(Material for the task begins)

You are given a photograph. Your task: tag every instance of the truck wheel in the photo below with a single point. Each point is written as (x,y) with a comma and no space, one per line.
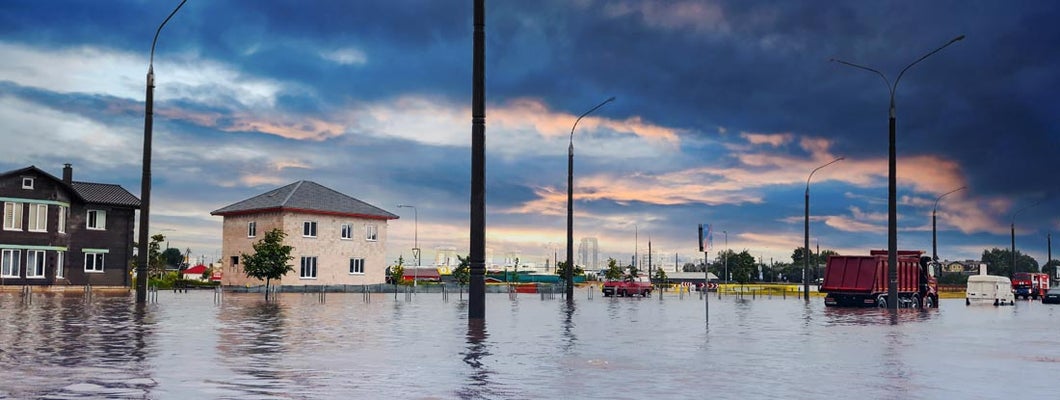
(929,302)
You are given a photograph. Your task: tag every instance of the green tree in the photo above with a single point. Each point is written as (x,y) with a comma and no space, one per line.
(614,272)
(1000,262)
(659,276)
(156,264)
(398,272)
(172,258)
(269,260)
(1050,267)
(462,272)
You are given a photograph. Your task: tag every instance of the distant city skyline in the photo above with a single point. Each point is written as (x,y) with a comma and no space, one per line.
(722,110)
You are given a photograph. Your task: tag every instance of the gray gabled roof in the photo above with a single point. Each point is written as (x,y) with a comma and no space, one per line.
(105,193)
(89,192)
(305,196)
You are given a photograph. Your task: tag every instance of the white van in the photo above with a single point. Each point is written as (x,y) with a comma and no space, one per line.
(989,290)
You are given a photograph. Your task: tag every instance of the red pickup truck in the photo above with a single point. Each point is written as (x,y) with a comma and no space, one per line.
(628,287)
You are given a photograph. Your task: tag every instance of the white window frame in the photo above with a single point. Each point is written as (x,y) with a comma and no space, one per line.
(357,266)
(12,215)
(100,219)
(59,256)
(95,260)
(308,267)
(35,263)
(62,218)
(10,262)
(38,218)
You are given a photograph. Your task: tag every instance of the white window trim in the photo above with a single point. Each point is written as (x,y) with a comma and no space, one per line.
(312,227)
(371,232)
(361,266)
(39,258)
(16,218)
(101,220)
(17,259)
(59,256)
(95,268)
(38,216)
(62,222)
(301,270)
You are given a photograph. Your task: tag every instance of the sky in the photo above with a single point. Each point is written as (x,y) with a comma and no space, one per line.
(722,110)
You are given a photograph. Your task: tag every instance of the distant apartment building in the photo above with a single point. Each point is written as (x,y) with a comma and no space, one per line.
(336,239)
(59,231)
(588,253)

(Material for the task ends)

Problem to work on
Begin with the line that contains "the distant apartment" and print each line exactly until the data ends, including the last line.

Answer box
You are given a photograph. Your task: tag every instance of the distant apartment building in the photo above with a single point. Each point is written as (x,y) with a comma and no space, one per line.
(336,239)
(59,231)
(588,253)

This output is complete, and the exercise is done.